**EXTRACTED INFORMATION:**
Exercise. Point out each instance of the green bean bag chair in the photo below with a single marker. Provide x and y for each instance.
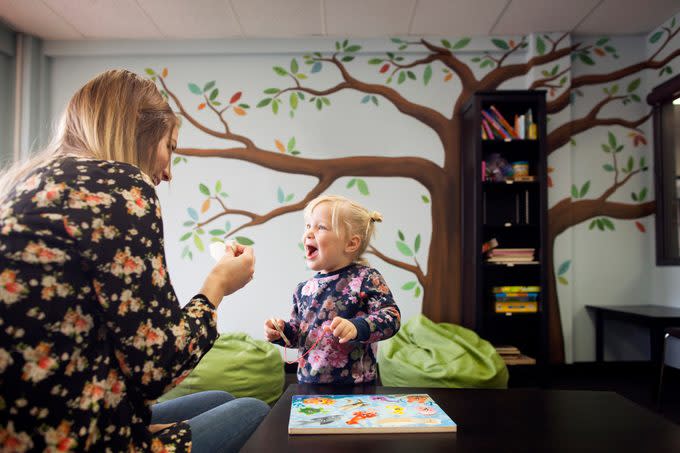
(238, 364)
(426, 354)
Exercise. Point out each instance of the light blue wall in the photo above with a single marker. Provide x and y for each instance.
(7, 59)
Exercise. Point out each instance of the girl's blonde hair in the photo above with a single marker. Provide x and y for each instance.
(349, 217)
(118, 115)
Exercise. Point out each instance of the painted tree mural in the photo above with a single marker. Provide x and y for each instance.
(440, 282)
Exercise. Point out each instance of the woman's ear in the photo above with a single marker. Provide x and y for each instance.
(353, 244)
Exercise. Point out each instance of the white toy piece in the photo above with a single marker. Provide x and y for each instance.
(218, 249)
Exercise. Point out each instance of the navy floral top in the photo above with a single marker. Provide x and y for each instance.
(357, 293)
(90, 327)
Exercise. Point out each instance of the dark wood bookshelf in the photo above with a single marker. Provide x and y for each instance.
(512, 212)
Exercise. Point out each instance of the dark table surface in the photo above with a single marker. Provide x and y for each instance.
(522, 420)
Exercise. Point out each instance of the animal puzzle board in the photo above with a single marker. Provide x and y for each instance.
(355, 414)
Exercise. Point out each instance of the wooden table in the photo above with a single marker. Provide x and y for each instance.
(654, 317)
(522, 420)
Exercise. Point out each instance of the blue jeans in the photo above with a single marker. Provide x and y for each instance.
(219, 421)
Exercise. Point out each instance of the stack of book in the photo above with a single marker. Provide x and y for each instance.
(516, 299)
(511, 256)
(512, 356)
(495, 126)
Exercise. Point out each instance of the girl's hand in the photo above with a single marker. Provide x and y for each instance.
(232, 272)
(270, 332)
(343, 329)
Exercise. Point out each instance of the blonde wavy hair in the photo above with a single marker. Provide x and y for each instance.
(350, 218)
(118, 115)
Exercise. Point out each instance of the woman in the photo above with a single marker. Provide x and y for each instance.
(91, 331)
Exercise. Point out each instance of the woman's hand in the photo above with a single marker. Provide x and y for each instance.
(270, 332)
(343, 329)
(231, 273)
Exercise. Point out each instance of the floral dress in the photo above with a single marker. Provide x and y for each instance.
(90, 327)
(357, 293)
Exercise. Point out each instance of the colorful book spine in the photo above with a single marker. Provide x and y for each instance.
(496, 126)
(501, 119)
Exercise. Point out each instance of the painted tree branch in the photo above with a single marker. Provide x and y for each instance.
(400, 264)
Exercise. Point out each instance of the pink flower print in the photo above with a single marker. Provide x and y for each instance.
(310, 287)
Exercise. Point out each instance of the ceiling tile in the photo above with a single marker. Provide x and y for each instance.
(274, 18)
(102, 19)
(368, 18)
(35, 18)
(628, 16)
(526, 16)
(456, 17)
(203, 19)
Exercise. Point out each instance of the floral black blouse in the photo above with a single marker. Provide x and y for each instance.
(91, 331)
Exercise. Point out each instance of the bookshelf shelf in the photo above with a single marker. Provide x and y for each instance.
(508, 217)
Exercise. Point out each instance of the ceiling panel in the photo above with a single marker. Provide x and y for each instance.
(368, 18)
(526, 16)
(456, 17)
(99, 19)
(628, 16)
(34, 17)
(272, 18)
(197, 19)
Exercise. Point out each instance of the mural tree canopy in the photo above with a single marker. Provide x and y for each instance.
(440, 281)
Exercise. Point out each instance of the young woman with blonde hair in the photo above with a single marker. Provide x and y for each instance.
(91, 331)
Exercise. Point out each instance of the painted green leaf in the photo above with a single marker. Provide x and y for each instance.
(404, 249)
(655, 37)
(461, 43)
(199, 243)
(500, 43)
(427, 74)
(194, 88)
(574, 191)
(243, 240)
(362, 186)
(540, 45)
(409, 285)
(264, 102)
(564, 267)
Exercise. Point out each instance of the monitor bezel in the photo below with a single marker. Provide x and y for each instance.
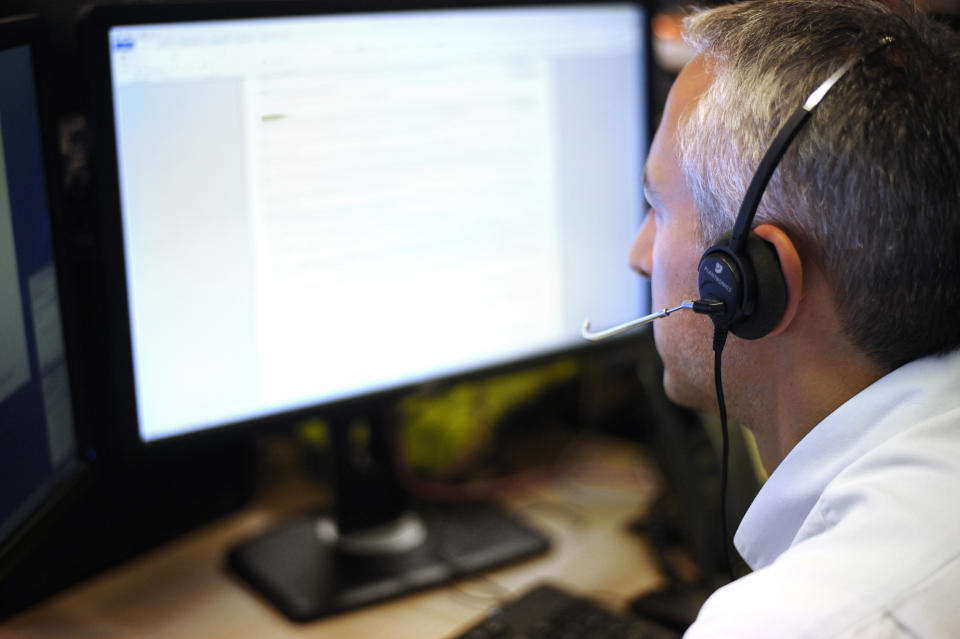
(38, 513)
(120, 436)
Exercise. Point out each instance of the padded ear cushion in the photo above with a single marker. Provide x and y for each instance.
(771, 290)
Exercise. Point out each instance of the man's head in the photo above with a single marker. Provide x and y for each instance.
(869, 192)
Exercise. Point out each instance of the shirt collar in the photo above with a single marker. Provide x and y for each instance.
(881, 410)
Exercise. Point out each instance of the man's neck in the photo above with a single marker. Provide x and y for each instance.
(813, 378)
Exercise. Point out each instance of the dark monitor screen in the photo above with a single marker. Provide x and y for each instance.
(312, 208)
(38, 447)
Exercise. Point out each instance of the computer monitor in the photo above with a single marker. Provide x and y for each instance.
(312, 206)
(39, 462)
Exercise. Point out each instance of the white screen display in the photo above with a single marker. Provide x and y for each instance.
(315, 208)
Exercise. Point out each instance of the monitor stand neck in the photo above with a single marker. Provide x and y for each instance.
(371, 507)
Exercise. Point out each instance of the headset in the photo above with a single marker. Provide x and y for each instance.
(739, 281)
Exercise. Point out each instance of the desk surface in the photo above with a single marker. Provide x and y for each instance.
(182, 589)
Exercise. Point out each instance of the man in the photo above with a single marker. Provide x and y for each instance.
(854, 397)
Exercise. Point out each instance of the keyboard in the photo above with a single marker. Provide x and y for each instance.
(548, 612)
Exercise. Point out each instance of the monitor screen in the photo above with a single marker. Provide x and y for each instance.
(38, 448)
(316, 207)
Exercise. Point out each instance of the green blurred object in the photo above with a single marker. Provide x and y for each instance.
(441, 433)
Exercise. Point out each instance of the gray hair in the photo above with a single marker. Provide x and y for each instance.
(870, 190)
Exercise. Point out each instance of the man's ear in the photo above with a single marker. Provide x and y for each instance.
(790, 265)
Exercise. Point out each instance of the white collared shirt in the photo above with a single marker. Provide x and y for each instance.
(856, 533)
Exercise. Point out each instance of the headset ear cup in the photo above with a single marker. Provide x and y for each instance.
(770, 289)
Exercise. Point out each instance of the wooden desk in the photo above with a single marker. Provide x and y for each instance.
(183, 589)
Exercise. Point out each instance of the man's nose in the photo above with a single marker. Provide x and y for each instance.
(641, 253)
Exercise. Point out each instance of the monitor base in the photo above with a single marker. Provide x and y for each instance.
(306, 574)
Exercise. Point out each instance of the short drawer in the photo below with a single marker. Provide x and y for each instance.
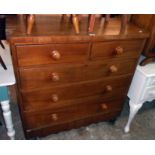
(108, 89)
(69, 114)
(113, 49)
(28, 55)
(43, 77)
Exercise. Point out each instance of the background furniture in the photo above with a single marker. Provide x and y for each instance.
(66, 80)
(7, 78)
(147, 21)
(142, 89)
(124, 18)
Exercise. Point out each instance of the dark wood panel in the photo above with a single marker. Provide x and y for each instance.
(72, 113)
(51, 53)
(40, 132)
(129, 49)
(108, 89)
(40, 77)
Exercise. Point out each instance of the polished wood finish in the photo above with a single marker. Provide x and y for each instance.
(147, 21)
(54, 75)
(30, 22)
(75, 21)
(51, 53)
(85, 79)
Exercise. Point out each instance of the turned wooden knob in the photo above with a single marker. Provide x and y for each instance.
(119, 50)
(55, 98)
(104, 106)
(55, 55)
(113, 69)
(109, 88)
(55, 77)
(55, 117)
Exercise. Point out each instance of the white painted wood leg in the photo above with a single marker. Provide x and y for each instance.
(134, 107)
(8, 119)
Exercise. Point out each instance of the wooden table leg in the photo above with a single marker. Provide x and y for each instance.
(2, 44)
(124, 21)
(91, 23)
(75, 21)
(30, 23)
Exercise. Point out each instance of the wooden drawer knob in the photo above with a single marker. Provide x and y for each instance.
(54, 117)
(55, 77)
(109, 88)
(119, 50)
(55, 98)
(55, 55)
(104, 106)
(113, 69)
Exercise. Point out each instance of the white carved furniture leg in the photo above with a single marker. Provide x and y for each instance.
(134, 107)
(8, 119)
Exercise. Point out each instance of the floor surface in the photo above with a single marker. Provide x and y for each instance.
(143, 127)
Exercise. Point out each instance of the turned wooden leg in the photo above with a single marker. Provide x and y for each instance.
(134, 107)
(146, 61)
(75, 21)
(8, 119)
(107, 17)
(91, 23)
(124, 21)
(30, 23)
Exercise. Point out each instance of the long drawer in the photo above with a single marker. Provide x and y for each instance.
(43, 77)
(107, 89)
(114, 49)
(29, 55)
(69, 114)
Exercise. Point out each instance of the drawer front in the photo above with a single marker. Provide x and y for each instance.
(53, 53)
(107, 89)
(114, 49)
(69, 114)
(34, 78)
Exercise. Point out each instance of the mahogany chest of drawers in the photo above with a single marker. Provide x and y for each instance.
(67, 81)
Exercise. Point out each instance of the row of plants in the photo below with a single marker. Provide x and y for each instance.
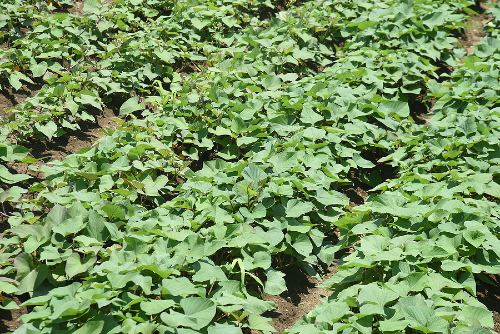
(87, 62)
(426, 240)
(179, 220)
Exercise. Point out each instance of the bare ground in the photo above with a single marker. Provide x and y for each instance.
(303, 294)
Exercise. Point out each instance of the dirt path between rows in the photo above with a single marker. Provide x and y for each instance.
(303, 294)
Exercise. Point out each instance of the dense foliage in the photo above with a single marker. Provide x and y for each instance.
(247, 128)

**YOUR INSTRUCTIONS:** Please retype the lines from the one that contains "Exercise. Point out each instance of the mahogany" through the final line of the data, both included, without any pictures.

**ANSWER BELOW:**
Exercise. Point out each instance of the mahogany chest of drawers in the photo above with a single marker. Provide x and y for each instance.
(67, 81)
Exercise. Point out each instance of the row of plants in the photo below with a single marker. Provide x and y for each instance.
(87, 62)
(426, 240)
(179, 220)
Exercise. Point out each instance of the bare ground in the photo above with a single marker. Provide x and y for each instance.
(303, 294)
Exercise. Point out each instance of the dirt path between rows in the photo above with a single marker. Provide x and y for each instance.
(303, 294)
Exercise. Point out each instance of the dense foliage in the photo above with a single marker. Provide x and y for each instance.
(247, 128)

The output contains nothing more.